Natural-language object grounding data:

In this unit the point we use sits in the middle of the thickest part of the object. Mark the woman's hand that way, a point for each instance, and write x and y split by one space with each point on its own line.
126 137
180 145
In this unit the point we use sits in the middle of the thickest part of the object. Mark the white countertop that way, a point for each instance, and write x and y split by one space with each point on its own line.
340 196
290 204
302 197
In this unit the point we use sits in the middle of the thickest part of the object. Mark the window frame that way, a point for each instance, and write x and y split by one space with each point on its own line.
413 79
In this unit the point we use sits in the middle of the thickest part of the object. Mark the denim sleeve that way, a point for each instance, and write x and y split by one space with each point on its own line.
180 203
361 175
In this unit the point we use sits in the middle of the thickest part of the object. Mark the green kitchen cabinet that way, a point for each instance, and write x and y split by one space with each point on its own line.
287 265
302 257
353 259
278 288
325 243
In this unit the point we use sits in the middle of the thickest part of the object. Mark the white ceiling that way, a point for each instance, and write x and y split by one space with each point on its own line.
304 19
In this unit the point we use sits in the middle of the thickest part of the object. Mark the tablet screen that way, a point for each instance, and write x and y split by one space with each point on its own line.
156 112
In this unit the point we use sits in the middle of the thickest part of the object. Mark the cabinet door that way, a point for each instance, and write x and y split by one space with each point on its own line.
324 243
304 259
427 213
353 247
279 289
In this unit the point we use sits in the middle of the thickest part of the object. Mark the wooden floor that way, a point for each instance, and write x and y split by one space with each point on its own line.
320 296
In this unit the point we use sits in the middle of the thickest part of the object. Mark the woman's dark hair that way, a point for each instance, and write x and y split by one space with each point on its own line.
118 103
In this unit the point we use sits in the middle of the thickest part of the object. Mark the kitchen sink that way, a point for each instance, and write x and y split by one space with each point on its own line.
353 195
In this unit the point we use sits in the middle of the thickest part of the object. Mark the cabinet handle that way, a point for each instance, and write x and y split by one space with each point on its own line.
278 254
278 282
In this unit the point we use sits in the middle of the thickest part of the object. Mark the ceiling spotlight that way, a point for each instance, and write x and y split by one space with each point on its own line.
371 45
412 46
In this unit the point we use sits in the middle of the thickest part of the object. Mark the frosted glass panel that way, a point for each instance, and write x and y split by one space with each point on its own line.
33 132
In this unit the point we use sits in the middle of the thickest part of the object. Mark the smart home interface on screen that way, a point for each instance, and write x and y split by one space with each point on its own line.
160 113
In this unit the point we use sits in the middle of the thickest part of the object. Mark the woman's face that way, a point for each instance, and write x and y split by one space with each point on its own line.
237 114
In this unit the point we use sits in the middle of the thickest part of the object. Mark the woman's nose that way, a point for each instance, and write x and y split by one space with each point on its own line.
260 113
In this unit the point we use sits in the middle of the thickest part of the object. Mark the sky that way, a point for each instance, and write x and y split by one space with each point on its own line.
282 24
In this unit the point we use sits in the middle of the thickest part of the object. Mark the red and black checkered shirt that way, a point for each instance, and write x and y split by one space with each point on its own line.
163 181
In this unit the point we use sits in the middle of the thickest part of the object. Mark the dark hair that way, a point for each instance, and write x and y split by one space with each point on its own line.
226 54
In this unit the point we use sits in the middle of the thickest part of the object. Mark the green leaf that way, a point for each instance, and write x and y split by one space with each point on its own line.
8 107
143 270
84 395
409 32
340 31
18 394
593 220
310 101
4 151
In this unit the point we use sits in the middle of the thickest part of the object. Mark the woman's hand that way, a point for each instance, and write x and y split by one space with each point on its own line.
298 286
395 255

■ **WORK INSTRUCTION**
Write the data out once more. Keep every word the same.

■ **RESULT BELOW**
In this unit the point we use sits in the middle of the thickest part of the object. Mark the woman's hand that way, a point for each instance, and write x and y split by one space with each point on its own line.
126 137
180 145
In this unit the point we use sits in the middle of the thickest part of the object. Mark the white countertop that way, a point for each instance, and write x and y split by one space with each point on its own line.
340 196
290 204
302 197
In this unit the point we use sits in the middle of the thickest part of the object. Mark the window frame that way, a point for each instance, and write x and y split by one space with each point on its own line.
413 79
In this unit the point we use sits in the middle of the thickest part of the object. Mark the denim sleeve that way, a point for each instance, and write x and y split by one space with each point on its own line.
180 203
361 175
In this unit the point we use sits in the middle of the thickest part of the object. Mark the green kitchen cabinet that way, a point for each instance, and write x and y split by one space with each point on its own line.
287 265
302 257
353 259
278 288
325 243
In this unit the point we use sits in the middle of the thickest part of the object. Mark the white ceiling that way, a point for each instance, and write x and y split by one space with each point on its own line.
304 19
In this unit the point we use sits in the middle of the thickest part of the object. Mark the tablet screen that way, a point for each instance, and write x and y split by one space with each point on its own line.
156 112
In this unit the point we use sits in the middle of the thickest part of the object. Mark the cabinet door that way, a point for each instance, and write x and y split by one space with each point on its own line.
324 243
304 259
427 213
353 247
279 289
In this unit the point we use sits in the middle of the thickest part of the object. Mark the wooden floor that way, a point for each instance, and write x and y split by one space with each point on its own line.
320 296
In this unit the point we use sits in the middle of the thickest part of the object. Mark the woman's dark hair that way, a point for each instance, and write x and y split by one space with each point on its own line.
118 103
In this unit the point we use sits in the middle of the thickest part of the object. Mark the kitchen sink that way, a point for each instance, and write x and y split by one space with each point on its own line.
353 195
In this unit the point we use sits in the middle of the thickest part of the object. Mark the cabinet handle that way, a point for each instance, and write x and y split by one space with each point on its own line.
278 254
278 282
In this unit the point we use sits in the middle of the thickest part of the object. Mark the ceiling spotlight that way, a point for each instance, and write x and y split by one space with each point on its own line.
371 45
412 46
In this unit the point we use sits in the middle of the thickest part of the object. Mark the frosted glass panel that way, a point for each instance, and write x and y split by one space with each point on its own line.
33 132
In this unit the point we use sits in the middle of the thickest part of the object. Mark the smart home interface on screen that way, a point for each instance, and write x and y split by one space with each point on its own line.
160 113
In this unit the point we use sits in the middle of the thickest part of the object. Mark the woman's face that way, a point for each instance, and write x and y split by one space with each point on its own line.
237 114
In this unit the point we use sits in the middle of the thickest part of the object. Mark the woman's nose that way, a point for each instance, and write x and y split by one space with each point on its own line.
260 113
In this unit the point we use sits in the middle of the thickest part of the object. Mark the sky that way, a point for each instance, and write x and y split by one space with each point on its own line.
282 24
In this unit the point we use sits in the middle of the thickest part of the object. Mark the red and black checkered shirt that way, a point for each instance, and write x and y split by one space with each point on its own line.
163 181
In this unit the point we use sits in the middle of the thickest part of the object. Mark the dark hair that way, a point for each instance, and write x and y split by one space with each point on its own line.
226 54
In this unit the point we use sits in the middle of the thickest part of the object. Mark the green leaf that way, a point for each instance, and write x and y split by one space with each point on its own line.
8 107
143 270
84 395
409 32
340 31
18 394
593 220
310 101
4 151
In this unit the point we use sits in the middle of the thickest part of the object. Mark the woman's hand that way, a point for each instance, and write x and y split by one space with each point on its own line.
298 286
395 255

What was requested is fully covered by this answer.